#### [READING TEXT]
▬▬▬▬▬▬▬▬▬▬
At Michigan, he was a three-year letterman, playing in 36 career contests, starting in 25 career games: made 21 starts at left tackle, two at right tackle and two at left guard during his career. He was elected captain as a fifth-year senior. During the October 31, 2009 game against the Illinois Fighting Illini he was involved in controversy when a punch he threw to the groin of Corey Liuget who had recovered a fumble became a noted video on YouTube. The action was expected to result in a suspension. No suspension was served. He served as co-captain with Brandon Graham, Zoltan Mesko and Stevie Brown. Following the season, he was a co-recipient, along with Stephen Schilling, of the Hugh R. Rader Jr. Award as Michigan's top offensive linemen. As a senior, he represented Texas in the February 6, 2010 Texas vs. The Nation Game.

==Professional career==
Ortmann signed as an undrafted free agent with the Carolina Panthers on April 24, 2010, after going undrafted in the 2010 NFL draft. He was waived on June 17, 2010. The New England Patriots worked Ortmann out on August 3, 2010.
Ortmann signed as an undrafted free agent with the Atlanta Falcons on August 23, 2010, after Quinn Ojinnaka was traded to the New England Patriots. He was waived by the team on August 28.
▬▬▬▬▬▬▬▬▬▬
#### [INFORMATION GIVEN]
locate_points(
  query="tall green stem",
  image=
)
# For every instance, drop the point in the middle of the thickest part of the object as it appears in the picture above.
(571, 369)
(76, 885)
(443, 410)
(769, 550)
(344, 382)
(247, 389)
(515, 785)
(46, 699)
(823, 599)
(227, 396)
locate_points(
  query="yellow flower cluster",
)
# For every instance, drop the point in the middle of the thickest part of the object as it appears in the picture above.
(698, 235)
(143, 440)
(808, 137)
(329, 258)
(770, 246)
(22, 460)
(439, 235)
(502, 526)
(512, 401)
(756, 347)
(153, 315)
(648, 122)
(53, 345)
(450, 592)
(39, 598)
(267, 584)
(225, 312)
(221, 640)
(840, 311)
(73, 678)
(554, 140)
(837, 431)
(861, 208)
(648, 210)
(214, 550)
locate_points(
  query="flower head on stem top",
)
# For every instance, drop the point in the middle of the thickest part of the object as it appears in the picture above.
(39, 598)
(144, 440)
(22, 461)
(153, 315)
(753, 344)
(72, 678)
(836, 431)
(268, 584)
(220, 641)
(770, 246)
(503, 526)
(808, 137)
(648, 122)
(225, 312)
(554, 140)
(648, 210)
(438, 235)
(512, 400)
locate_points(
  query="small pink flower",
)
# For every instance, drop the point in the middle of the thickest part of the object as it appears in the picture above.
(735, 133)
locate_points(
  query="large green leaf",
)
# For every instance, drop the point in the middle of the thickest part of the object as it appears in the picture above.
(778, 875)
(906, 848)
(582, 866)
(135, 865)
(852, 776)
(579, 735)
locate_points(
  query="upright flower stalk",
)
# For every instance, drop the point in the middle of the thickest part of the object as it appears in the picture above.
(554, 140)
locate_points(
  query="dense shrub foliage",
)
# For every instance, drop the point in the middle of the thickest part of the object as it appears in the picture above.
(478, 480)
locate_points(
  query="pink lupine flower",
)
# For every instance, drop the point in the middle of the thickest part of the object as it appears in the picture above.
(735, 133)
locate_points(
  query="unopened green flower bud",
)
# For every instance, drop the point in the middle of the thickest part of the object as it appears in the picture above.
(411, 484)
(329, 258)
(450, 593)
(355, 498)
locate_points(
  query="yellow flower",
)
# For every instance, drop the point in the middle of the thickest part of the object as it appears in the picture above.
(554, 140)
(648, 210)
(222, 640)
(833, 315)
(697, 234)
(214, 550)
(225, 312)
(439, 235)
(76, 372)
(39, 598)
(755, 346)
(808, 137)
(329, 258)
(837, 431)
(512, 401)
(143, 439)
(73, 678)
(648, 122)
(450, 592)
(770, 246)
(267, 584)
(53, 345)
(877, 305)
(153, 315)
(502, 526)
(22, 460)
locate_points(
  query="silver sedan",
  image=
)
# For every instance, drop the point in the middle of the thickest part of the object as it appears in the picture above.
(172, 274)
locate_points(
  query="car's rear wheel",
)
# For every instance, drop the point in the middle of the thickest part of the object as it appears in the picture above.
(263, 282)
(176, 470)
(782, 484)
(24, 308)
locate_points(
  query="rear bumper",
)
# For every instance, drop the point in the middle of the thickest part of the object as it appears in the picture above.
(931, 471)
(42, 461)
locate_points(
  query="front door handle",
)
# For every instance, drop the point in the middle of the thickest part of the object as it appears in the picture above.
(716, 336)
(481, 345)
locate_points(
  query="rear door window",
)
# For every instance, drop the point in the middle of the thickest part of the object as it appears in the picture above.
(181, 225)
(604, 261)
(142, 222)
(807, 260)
▬▬▬▬▬▬▬▬▬▬
#### [CHECK YOUR UNDERSTANDING]
**A)** Summarize the Ortmann passage above in two sentences.
**B)** Please list every date that appears in the Ortmann passage above.
**C)** From the Ortmann passage above, extract the stretch from "At Michigan, he" through "The Nation Game.".

#### [TASK RESPONSES]
**A)** At Michigan, Ortmann was a three-year letterman who started 25 games, mostly at left tackle, served as a co-captain, shared the Hugh R. Rader Jr. Award, and drew controversy for a punch to Corey Liuget in the 2009 game against Illinois. After going undrafted in 2010, he signed with the Carolina Panthers and later the Atlanta Falcons, was waived by both teams, and worked out for the New England Patriots in between.

**B)**
- October 31, 2009
- February 6, 2010
- April 24, 2010
- June 17, 2010
- August 3, 2010
- August 23, 2010
- August 28

**C)**
At Michigan, he was a three-year letterman, playing in 36 career contests, starting in 25 career games: made 21 starts at left tackle, two at right tackle and two at left guard during his career. He was elected captain as a fifth-year senior. During the October 31, 2009 game against the Illinois Fighting Illini he was involved in controversy when a punch he threw to the groin of Corey Liuget who had recovered a fumble became a noted video on YouTube. The action was expected to result in a suspension. No suspension was served. He served as co-captain with Brandon Graham, Zoltan Mesko and Stevie Brown. Following the season, he was a co-recipient, along with Stephen Schilling, of the Hugh R. Rader Jr. Award as Michigan's top offensive linemen. As a senior, he represented Texas in the February 6, 2010 Texas vs. The Nation Game.